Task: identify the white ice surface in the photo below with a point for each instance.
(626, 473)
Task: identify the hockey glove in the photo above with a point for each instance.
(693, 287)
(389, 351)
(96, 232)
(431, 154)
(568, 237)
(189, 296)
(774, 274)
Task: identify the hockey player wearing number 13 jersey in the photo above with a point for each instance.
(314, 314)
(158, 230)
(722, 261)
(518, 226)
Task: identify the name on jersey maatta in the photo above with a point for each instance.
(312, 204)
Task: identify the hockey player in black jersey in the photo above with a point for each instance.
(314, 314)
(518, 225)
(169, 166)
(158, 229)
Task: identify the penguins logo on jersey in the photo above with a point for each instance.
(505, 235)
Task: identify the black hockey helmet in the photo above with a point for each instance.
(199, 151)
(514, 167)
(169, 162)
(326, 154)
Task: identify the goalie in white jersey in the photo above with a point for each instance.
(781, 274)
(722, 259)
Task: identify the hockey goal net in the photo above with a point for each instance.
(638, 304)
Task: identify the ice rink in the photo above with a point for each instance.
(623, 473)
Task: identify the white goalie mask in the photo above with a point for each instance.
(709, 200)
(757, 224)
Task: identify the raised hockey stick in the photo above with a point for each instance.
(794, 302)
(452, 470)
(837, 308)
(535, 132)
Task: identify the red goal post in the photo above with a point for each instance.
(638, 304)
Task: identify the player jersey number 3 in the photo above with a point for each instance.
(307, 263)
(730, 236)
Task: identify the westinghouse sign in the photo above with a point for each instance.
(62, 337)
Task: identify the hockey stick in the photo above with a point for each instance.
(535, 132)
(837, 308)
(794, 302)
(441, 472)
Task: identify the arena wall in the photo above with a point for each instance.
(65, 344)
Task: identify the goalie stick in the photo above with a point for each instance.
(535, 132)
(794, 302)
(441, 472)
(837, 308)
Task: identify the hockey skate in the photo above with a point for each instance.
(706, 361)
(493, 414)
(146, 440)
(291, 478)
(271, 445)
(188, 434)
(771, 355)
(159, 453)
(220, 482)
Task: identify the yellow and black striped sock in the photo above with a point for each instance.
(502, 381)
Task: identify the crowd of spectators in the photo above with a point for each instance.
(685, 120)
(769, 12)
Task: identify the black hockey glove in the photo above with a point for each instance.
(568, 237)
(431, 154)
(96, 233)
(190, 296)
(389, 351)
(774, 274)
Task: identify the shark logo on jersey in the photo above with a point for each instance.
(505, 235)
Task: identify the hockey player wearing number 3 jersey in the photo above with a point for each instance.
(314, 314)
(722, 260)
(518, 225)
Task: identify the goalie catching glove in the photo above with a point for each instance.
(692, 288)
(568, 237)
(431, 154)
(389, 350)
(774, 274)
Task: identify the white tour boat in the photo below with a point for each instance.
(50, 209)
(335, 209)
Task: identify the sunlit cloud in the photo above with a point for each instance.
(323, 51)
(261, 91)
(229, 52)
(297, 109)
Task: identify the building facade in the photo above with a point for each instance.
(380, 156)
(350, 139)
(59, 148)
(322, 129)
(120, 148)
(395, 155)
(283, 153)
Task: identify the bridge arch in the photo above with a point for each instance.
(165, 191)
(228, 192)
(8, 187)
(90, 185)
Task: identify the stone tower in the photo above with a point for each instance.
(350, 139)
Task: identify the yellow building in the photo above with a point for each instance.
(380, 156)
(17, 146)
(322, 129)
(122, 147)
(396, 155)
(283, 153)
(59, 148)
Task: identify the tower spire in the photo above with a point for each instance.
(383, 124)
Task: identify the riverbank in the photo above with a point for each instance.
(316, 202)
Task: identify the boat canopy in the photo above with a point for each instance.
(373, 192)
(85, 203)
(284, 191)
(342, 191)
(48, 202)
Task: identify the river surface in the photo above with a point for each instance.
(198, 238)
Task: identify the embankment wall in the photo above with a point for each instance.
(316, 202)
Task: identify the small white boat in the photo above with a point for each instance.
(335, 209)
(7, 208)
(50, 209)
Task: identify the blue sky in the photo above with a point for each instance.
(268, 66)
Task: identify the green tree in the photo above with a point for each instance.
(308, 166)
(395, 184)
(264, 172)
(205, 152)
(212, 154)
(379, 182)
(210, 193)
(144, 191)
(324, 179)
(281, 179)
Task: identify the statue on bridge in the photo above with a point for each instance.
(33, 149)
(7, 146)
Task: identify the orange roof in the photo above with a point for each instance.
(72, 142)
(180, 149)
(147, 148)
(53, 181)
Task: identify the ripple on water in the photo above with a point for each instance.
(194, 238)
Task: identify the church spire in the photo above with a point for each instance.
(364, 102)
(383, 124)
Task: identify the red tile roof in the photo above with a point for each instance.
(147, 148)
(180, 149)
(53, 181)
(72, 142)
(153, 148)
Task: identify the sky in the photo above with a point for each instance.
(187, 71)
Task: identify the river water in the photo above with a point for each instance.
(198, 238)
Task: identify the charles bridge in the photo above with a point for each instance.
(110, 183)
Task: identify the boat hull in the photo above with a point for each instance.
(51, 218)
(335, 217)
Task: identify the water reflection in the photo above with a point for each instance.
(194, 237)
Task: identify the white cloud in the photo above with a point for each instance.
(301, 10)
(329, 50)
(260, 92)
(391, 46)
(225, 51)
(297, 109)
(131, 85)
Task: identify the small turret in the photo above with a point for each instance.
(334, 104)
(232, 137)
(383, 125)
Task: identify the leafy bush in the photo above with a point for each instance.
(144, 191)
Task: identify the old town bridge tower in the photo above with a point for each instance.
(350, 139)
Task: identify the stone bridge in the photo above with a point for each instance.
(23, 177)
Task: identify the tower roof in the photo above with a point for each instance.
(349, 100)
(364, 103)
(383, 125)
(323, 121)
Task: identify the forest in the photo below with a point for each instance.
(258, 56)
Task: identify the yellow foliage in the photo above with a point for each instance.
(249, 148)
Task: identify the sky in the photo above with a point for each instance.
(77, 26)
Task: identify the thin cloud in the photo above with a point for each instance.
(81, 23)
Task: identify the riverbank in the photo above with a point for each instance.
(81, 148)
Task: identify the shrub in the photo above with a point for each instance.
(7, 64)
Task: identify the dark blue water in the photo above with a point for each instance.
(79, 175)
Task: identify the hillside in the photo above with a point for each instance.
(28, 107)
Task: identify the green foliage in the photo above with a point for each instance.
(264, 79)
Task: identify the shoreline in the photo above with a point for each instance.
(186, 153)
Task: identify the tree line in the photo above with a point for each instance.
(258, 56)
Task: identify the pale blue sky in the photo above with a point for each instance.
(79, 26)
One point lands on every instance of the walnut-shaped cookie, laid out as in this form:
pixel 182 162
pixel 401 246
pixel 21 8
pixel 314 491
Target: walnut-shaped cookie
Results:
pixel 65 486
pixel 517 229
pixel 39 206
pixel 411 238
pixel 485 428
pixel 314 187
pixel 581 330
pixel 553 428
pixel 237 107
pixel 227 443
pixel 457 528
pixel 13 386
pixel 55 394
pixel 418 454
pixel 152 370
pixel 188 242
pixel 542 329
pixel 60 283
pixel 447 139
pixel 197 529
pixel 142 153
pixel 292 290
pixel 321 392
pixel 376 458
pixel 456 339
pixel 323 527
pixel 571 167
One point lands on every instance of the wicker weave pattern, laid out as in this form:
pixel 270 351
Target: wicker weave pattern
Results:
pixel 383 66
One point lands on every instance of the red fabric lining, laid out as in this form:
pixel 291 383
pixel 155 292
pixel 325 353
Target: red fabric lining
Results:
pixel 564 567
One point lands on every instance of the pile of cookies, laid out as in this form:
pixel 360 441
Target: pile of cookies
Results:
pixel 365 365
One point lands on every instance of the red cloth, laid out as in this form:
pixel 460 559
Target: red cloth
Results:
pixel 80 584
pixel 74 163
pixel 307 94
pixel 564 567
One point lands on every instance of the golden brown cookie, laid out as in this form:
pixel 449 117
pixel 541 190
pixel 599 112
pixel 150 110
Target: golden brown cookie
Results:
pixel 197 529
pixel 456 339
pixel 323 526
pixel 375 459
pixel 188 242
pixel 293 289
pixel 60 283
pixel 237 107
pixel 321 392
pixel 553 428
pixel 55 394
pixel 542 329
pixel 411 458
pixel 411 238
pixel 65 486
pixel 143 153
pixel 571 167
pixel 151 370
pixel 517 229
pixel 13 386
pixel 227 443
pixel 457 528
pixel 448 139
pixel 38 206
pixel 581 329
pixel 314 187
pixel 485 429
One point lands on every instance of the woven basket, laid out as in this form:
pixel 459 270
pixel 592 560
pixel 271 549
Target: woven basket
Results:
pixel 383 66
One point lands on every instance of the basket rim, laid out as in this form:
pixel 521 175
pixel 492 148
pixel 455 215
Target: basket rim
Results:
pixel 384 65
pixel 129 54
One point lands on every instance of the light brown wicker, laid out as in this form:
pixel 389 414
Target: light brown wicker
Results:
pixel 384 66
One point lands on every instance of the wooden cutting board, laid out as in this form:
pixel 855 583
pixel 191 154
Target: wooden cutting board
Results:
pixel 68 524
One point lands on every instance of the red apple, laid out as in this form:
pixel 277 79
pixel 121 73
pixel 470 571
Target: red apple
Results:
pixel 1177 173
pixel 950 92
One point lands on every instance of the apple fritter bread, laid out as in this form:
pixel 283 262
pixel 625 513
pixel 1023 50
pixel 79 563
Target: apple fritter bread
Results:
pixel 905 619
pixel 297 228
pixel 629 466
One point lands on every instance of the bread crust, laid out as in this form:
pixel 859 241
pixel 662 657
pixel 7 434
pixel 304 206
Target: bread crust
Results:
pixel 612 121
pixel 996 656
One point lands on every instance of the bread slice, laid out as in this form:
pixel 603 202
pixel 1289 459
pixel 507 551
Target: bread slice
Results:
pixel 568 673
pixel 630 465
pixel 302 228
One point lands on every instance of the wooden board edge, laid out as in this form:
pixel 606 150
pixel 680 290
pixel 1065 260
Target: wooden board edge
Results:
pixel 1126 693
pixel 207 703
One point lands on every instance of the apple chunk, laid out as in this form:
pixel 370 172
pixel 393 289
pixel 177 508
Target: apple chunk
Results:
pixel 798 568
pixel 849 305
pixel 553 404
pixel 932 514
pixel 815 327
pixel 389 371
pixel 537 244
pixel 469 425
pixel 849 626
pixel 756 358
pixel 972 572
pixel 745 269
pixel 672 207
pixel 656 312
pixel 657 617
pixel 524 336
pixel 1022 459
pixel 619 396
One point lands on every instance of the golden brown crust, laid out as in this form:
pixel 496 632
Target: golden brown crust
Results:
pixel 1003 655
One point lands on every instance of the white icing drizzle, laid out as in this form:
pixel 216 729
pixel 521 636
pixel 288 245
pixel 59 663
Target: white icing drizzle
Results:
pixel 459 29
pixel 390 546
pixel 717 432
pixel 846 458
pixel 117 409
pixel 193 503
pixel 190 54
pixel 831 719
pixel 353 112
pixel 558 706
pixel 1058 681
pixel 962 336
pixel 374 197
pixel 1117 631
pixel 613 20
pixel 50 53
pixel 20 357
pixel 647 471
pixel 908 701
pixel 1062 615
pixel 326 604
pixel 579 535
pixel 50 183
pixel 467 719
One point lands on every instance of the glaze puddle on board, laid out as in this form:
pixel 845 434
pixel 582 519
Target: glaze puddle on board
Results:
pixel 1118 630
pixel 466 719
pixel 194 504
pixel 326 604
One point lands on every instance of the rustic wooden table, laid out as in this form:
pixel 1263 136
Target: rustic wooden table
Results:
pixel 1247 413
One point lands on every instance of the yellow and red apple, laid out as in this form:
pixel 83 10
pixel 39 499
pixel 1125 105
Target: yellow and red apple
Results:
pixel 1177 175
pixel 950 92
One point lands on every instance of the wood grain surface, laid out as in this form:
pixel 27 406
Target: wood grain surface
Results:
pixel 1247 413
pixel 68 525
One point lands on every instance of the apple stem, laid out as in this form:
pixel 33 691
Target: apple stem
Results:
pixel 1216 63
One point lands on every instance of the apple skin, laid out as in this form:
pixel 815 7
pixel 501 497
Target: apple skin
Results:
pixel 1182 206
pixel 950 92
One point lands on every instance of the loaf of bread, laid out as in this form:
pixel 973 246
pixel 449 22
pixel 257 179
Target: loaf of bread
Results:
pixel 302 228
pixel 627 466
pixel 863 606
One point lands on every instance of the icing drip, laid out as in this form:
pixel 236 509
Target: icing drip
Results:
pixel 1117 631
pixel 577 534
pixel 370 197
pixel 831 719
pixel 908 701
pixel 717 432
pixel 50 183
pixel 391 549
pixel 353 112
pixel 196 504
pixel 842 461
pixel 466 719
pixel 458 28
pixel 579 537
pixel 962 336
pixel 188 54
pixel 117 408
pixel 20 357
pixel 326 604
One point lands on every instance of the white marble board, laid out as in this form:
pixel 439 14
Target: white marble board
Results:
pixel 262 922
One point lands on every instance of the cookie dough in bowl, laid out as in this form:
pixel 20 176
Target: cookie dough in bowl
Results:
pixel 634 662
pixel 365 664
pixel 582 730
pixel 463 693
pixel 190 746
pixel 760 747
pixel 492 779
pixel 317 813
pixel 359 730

━━━

What is needed:
Check the listing above for "brown". Show every line where it turns up.

Answer space:
One point lands on every instance of the golden brown cookie, laid out as in this form:
Target: golden brown cookie
One point lands on every instance of the light brown wicker, laid out as in this form:
Target: light brown wicker
One point lands on every instance of the golden brown crust, laid out as in this form:
Target: golden brown crust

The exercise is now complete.